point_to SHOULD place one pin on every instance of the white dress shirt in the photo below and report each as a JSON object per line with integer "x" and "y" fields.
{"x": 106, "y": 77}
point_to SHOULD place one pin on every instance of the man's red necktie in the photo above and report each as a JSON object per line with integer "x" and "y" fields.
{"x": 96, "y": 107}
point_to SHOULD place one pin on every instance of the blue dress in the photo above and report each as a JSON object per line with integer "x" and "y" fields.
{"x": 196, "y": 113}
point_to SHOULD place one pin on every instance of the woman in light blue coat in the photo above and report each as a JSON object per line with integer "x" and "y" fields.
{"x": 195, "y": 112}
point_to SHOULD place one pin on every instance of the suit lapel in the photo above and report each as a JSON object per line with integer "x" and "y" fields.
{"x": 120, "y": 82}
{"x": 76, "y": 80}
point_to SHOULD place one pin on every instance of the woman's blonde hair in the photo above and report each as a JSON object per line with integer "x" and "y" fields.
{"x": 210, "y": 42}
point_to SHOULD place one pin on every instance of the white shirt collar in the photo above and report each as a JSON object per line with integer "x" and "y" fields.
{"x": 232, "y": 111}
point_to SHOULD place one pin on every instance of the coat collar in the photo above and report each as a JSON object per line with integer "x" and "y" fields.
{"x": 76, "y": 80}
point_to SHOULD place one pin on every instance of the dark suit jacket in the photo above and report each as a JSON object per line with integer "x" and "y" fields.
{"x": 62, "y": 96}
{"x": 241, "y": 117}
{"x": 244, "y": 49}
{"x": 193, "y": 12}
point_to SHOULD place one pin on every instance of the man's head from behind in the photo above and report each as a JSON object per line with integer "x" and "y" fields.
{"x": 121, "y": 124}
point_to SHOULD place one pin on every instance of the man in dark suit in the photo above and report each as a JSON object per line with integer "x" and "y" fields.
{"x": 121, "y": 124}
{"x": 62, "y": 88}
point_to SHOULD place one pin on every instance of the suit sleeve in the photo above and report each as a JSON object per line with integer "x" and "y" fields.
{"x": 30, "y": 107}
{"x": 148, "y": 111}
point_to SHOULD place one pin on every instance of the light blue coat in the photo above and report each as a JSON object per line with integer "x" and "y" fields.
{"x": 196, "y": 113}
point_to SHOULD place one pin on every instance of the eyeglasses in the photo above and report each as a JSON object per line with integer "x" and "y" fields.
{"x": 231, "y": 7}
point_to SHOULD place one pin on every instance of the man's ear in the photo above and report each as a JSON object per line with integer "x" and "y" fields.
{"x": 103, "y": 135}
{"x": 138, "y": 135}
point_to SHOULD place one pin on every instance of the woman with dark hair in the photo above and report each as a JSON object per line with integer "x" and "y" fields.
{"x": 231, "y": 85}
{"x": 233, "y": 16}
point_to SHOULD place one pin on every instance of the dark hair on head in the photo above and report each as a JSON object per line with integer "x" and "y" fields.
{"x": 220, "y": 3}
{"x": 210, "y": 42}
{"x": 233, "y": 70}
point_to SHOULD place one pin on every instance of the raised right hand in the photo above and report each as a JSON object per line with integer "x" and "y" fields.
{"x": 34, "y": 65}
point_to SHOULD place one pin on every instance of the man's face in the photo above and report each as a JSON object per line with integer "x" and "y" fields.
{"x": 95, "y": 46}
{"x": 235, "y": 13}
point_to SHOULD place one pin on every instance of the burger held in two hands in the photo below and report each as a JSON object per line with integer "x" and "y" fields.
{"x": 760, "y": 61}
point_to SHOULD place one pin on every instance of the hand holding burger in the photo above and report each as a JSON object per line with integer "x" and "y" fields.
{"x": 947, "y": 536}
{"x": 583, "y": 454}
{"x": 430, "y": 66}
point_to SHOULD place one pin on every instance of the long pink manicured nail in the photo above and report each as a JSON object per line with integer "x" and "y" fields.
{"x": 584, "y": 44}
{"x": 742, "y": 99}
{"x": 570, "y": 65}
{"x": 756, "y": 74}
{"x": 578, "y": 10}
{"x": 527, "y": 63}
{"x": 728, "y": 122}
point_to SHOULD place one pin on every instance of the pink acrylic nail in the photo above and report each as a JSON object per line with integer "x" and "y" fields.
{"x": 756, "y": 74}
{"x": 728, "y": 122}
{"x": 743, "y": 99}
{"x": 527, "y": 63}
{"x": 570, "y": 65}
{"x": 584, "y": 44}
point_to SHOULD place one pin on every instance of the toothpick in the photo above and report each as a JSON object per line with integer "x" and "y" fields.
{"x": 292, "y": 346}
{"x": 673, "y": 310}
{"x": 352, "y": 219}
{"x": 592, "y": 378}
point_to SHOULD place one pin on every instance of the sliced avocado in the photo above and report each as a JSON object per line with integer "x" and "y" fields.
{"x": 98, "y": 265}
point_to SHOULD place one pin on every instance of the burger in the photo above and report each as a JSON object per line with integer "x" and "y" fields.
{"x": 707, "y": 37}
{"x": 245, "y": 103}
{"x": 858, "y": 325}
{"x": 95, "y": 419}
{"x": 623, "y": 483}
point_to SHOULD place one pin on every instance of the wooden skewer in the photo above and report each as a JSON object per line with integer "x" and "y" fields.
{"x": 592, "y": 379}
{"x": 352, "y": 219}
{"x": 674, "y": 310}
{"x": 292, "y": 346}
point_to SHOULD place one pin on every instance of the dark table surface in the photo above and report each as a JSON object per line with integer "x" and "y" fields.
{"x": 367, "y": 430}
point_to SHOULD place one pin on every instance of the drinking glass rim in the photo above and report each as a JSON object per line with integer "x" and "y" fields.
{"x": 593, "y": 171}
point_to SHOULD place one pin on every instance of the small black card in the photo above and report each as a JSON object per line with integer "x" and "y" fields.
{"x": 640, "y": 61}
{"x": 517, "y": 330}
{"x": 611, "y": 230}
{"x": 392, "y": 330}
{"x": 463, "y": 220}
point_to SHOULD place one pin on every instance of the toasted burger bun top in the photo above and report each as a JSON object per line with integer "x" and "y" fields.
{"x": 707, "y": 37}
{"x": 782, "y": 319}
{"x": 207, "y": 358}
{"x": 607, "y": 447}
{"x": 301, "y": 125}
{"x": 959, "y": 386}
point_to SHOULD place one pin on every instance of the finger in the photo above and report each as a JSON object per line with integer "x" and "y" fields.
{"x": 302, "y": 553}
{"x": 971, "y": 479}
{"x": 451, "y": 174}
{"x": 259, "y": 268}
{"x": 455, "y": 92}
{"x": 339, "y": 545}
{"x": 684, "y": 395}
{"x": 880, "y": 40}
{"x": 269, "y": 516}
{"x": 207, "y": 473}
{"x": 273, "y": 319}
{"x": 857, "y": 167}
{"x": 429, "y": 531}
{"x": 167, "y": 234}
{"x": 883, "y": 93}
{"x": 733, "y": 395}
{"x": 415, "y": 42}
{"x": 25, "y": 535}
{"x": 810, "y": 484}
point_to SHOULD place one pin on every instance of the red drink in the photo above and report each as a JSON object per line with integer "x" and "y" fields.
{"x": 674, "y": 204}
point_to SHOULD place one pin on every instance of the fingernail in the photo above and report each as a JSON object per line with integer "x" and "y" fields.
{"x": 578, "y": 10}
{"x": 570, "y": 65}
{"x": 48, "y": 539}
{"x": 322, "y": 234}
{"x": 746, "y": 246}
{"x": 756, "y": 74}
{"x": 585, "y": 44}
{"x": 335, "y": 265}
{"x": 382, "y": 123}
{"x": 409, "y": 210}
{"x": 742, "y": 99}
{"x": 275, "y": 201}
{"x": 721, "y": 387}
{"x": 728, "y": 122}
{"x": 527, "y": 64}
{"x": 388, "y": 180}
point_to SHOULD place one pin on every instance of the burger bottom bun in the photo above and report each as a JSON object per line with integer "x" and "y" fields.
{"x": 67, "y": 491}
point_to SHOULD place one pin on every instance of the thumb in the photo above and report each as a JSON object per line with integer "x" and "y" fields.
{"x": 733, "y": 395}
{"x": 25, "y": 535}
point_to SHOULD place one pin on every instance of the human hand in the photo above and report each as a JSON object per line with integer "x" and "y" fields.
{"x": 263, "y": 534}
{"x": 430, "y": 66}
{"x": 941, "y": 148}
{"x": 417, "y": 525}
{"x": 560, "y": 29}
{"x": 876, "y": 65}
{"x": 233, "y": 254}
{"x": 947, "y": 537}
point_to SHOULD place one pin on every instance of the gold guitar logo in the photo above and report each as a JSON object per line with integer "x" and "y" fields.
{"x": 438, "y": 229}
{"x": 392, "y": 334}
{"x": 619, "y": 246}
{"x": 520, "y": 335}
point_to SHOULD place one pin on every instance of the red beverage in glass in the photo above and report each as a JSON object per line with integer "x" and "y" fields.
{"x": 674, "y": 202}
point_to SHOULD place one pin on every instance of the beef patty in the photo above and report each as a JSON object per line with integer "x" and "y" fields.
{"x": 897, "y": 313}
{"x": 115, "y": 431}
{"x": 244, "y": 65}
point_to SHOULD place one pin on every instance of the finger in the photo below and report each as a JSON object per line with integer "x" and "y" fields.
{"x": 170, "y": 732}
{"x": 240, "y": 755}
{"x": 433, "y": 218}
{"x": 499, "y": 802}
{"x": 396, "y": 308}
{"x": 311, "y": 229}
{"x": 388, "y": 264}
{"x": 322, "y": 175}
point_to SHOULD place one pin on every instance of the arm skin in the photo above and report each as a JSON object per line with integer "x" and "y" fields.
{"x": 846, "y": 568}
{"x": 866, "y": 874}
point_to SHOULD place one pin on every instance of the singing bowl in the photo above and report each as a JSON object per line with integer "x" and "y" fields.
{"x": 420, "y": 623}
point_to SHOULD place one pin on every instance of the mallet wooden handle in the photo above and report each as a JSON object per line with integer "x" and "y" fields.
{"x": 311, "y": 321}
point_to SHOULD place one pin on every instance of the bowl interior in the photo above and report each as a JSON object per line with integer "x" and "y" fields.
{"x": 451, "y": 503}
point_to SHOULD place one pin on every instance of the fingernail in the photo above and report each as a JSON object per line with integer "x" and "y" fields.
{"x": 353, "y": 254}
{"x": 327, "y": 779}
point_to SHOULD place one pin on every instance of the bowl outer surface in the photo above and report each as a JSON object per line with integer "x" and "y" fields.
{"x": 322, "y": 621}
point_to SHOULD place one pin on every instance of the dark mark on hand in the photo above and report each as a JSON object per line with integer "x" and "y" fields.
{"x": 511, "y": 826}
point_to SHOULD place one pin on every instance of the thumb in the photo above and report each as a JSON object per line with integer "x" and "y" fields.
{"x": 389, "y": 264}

++++

Reproduce verbatim the lines of the records from the line containing "the bowl interior" through the last line of the records, both ends included.

point_to SHOULD place one pin on every instance of the bowl interior in the photo above and report each as a JSON object per line with integer "x" and "y" fields.
{"x": 451, "y": 503}
point_to SHOULD place one pin on every instance of the fingernail in the photo above and report each as a JSON object per line with integer "x" and "y" fields.
{"x": 353, "y": 254}
{"x": 327, "y": 779}
point_to SHOULD place one pin on every instance of the bowl outer surface in the photo above and report each as a JSON object per line with integer "x" and "y" fields.
{"x": 322, "y": 621}
point_to SHOULD place one pin on every instance of the dark mark on hand in the photo above and report each as a JSON object per line with integer "x" and "y" fields.
{"x": 511, "y": 826}
point_to SHOULD place one pin on every instance of the thumb in the photo above and report each as a JSON object per line with integer "x" and "y" fields.
{"x": 389, "y": 264}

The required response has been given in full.